Information shown -
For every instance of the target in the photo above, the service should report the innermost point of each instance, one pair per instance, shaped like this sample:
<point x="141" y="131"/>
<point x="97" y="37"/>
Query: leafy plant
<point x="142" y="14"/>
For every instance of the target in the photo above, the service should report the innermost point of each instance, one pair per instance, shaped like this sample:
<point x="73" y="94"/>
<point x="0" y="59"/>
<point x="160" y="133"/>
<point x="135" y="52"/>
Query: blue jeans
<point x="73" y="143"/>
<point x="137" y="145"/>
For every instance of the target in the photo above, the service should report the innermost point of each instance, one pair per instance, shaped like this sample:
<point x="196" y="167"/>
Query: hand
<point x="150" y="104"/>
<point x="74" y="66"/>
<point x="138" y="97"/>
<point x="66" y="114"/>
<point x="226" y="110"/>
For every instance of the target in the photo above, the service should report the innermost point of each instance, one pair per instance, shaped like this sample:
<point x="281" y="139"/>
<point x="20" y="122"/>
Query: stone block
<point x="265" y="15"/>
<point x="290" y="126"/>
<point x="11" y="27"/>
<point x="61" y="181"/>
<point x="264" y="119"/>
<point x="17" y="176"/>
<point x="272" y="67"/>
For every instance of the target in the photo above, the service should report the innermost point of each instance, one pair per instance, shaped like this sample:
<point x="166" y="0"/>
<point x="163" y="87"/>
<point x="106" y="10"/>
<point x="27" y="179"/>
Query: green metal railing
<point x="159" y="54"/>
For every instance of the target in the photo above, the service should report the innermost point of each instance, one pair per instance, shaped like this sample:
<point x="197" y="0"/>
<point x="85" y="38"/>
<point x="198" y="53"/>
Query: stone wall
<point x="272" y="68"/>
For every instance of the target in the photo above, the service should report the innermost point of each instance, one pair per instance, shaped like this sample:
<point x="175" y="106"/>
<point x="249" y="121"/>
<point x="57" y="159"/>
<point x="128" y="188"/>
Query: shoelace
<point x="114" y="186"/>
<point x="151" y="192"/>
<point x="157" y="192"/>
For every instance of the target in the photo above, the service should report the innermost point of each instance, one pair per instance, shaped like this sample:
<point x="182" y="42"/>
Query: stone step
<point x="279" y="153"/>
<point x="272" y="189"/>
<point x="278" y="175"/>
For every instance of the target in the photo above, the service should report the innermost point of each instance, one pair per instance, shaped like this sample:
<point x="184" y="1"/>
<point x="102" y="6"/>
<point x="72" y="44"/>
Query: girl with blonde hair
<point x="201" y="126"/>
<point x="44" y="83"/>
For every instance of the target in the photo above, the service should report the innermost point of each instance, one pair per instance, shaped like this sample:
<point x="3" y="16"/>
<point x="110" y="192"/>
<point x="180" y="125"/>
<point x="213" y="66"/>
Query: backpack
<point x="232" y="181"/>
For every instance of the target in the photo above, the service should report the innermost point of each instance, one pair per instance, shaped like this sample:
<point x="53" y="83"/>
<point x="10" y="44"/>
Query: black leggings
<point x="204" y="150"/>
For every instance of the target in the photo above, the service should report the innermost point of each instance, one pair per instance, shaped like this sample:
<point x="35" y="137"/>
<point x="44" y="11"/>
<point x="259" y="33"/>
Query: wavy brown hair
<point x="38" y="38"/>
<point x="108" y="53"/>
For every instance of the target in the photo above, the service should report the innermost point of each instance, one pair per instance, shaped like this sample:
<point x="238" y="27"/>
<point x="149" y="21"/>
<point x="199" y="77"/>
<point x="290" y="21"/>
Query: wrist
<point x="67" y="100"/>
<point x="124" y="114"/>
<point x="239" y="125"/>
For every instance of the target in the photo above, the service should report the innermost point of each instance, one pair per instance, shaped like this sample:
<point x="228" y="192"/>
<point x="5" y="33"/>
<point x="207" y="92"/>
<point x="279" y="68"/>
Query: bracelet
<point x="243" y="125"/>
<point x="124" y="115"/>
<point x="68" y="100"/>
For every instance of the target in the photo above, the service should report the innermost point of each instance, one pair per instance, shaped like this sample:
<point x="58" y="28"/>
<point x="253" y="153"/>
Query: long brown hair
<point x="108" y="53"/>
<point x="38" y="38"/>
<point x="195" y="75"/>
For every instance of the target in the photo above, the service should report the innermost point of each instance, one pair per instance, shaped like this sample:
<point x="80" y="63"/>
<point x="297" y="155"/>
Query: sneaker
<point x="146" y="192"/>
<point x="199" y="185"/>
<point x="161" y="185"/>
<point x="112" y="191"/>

Exercise goal - Restate all of the entries above precisely.

Solution for this exercise -
For every instance of the target in the photo above, the service should report the innermost point of each instance, one pair per instance, shaped like this sample:
<point x="141" y="131"/>
<point x="97" y="37"/>
Query: leafy plant
<point x="142" y="14"/>
For every instance of the target in the photo above, the service should report the innermost point of each instance, one pair per instance, shaped like this sample:
<point x="73" y="94"/>
<point x="0" y="59"/>
<point x="160" y="133"/>
<point x="135" y="52"/>
Query: blue jeans
<point x="73" y="143"/>
<point x="137" y="145"/>
For every instance of the target in the photo above, the service should report the innermost point of each instance, one pair per instance, shaped like this sample:
<point x="196" y="167"/>
Query: hand
<point x="150" y="104"/>
<point x="74" y="66"/>
<point x="138" y="97"/>
<point x="66" y="114"/>
<point x="226" y="110"/>
For every instance of the target in the photo above, the service should report the innermost point of each instance, one pair per instance, shaped like this sample:
<point x="281" y="139"/>
<point x="20" y="122"/>
Query: stone block
<point x="265" y="15"/>
<point x="290" y="126"/>
<point x="11" y="27"/>
<point x="61" y="181"/>
<point x="264" y="119"/>
<point x="17" y="176"/>
<point x="272" y="67"/>
For every instance of the target in the photo above, the service should report the innermost point of each instance, one pair per instance, shaped like this sample:
<point x="166" y="0"/>
<point x="163" y="87"/>
<point x="106" y="10"/>
<point x="27" y="179"/>
Query: green metal railing
<point x="159" y="54"/>
For every instance of the target in the photo above, the service should report the innermost point of each instance, one pair per instance, shaped like this sample:
<point x="197" y="0"/>
<point x="85" y="38"/>
<point x="198" y="53"/>
Query: stone wall
<point x="272" y="68"/>
For every instance of the target in the photo above, the service should report the innermost point of each instance, one pair per instance, shaped like this sample:
<point x="175" y="106"/>
<point x="249" y="121"/>
<point x="57" y="159"/>
<point x="128" y="188"/>
Query: shoelace
<point x="114" y="186"/>
<point x="151" y="192"/>
<point x="157" y="192"/>
For every instance of the target in the photo above, the service should report the innermost point of each instance, one pair per instance, shaped like this sample:
<point x="182" y="42"/>
Query: stone step
<point x="279" y="153"/>
<point x="272" y="189"/>
<point x="278" y="175"/>
For every instance of the target in the photo above, the service should report the innermost point of each instance, one pair per instance, shaped like this sample:
<point x="184" y="1"/>
<point x="102" y="6"/>
<point x="72" y="44"/>
Query: girl with blonde hair
<point x="201" y="126"/>
<point x="44" y="83"/>
For every instance of the target in the photo above, the service should report the innermost point of each instance, one pair per instance, shaped like this sample:
<point x="3" y="16"/>
<point x="110" y="192"/>
<point x="180" y="125"/>
<point x="213" y="66"/>
Query: backpack
<point x="232" y="181"/>
For every instance of the target in the photo above, the service should report the innermost point of each instance, one pair per instance, shaped like this sample:
<point x="53" y="83"/>
<point x="10" y="44"/>
Query: black leggings
<point x="204" y="150"/>
For every instance of the target in the photo above, the service should report the innermost point of each instance, one pair per instance, shaped like this sample:
<point x="35" y="137"/>
<point x="44" y="11"/>
<point x="259" y="33"/>
Query: wavy brown hair
<point x="38" y="38"/>
<point x="108" y="53"/>
For every instance of the target in the photo above, the service should report the innermost point of each instance, one pair per instance, shaped like this sample:
<point x="238" y="27"/>
<point x="149" y="21"/>
<point x="199" y="77"/>
<point x="290" y="21"/>
Query: wrist
<point x="67" y="100"/>
<point x="124" y="114"/>
<point x="239" y="125"/>
For every instance of the target in the photo above, the service should report the innermost point of each instance, one pair per instance, shaped like this sample:
<point x="228" y="192"/>
<point x="5" y="33"/>
<point x="207" y="92"/>
<point x="279" y="68"/>
Query: bracelet
<point x="243" y="125"/>
<point x="124" y="115"/>
<point x="68" y="100"/>
For every instance of the target in the photo above, the service should report the innermost point of each instance, one pair per instance, shaped like this sample:
<point x="58" y="28"/>
<point x="253" y="153"/>
Query: long brown hair
<point x="108" y="53"/>
<point x="38" y="38"/>
<point x="195" y="75"/>
For every instance of the target in the photo above, the service should report the innermost point of each instance, one pair per instance, shaped like this sample:
<point x="80" y="63"/>
<point x="297" y="155"/>
Query: sneaker
<point x="146" y="192"/>
<point x="199" y="185"/>
<point x="161" y="185"/>
<point x="112" y="191"/>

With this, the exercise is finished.